- _WORK TO DO_
Locate each line in the entries below that contains the word "green" and copy those lines.

- _SUPPLIED RECORDS_
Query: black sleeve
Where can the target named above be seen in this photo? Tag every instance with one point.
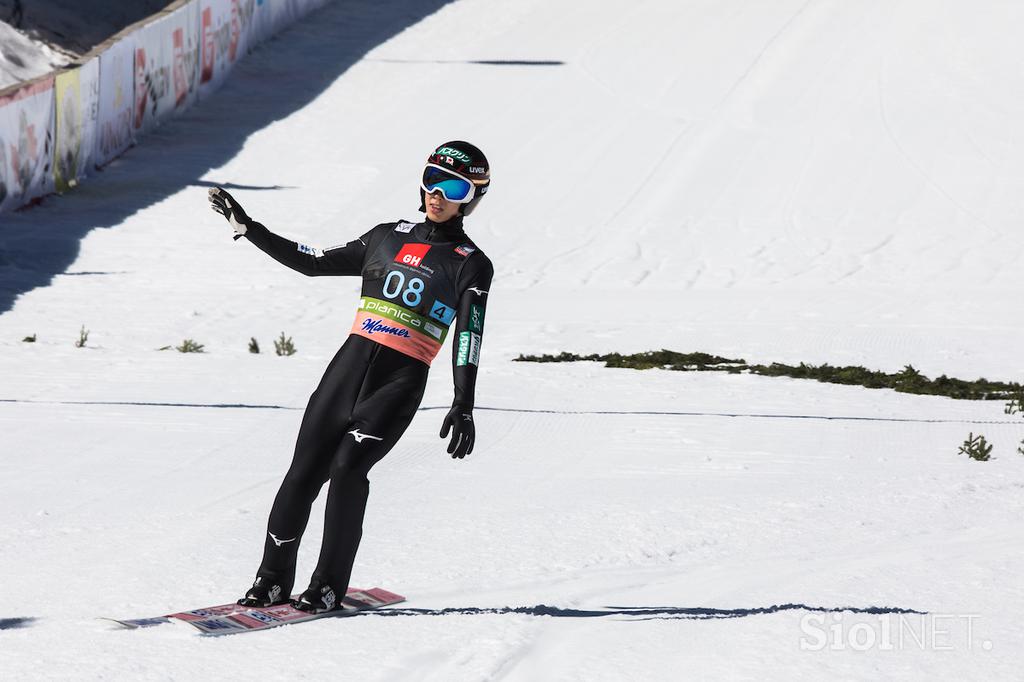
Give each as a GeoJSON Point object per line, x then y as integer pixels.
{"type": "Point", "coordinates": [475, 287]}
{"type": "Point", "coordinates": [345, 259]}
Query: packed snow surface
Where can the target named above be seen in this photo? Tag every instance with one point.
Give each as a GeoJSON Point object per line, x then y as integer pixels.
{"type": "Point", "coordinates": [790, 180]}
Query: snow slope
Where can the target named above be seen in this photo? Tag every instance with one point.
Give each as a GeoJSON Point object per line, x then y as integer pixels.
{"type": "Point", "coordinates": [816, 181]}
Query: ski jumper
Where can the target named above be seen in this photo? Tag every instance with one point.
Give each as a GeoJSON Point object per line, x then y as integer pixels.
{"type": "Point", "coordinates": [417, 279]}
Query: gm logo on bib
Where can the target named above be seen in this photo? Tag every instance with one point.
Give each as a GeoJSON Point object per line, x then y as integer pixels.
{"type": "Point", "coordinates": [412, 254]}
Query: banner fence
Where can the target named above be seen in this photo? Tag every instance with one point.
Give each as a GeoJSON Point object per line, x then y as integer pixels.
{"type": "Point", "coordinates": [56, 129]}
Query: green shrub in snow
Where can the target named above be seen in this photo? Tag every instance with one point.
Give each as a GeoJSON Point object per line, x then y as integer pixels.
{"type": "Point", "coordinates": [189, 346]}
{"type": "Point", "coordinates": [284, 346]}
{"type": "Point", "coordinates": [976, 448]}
==
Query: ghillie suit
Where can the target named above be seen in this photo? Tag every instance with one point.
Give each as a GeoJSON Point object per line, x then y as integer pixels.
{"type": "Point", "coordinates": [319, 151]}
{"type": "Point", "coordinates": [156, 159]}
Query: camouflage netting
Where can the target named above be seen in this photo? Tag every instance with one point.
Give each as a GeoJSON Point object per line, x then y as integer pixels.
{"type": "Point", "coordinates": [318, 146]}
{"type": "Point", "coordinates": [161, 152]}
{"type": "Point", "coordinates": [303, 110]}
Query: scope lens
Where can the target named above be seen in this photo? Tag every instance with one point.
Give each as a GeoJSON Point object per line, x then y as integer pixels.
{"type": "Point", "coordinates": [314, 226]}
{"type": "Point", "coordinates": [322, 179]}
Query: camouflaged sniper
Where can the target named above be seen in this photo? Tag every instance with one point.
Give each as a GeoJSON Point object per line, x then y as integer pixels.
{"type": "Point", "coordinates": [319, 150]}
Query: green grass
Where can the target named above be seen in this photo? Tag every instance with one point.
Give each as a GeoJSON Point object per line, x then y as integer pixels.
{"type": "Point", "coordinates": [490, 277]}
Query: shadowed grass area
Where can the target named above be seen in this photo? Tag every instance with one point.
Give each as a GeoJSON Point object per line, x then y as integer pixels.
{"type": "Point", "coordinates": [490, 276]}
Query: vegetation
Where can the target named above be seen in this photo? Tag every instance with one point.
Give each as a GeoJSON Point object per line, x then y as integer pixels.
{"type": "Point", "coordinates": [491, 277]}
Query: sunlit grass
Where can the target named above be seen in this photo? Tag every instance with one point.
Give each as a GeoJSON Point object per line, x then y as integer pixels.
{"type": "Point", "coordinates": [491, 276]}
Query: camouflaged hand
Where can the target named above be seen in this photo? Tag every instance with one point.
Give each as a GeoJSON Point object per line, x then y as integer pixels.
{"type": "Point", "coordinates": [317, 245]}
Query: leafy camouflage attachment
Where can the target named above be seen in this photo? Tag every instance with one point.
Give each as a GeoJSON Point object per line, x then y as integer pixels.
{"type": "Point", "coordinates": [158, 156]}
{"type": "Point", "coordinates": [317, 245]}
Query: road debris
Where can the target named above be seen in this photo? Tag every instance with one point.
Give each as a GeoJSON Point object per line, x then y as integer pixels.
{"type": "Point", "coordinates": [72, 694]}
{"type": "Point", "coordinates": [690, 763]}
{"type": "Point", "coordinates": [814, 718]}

- _SOLVED EXERCISE_
Query: green shrub in snow
Query: green grass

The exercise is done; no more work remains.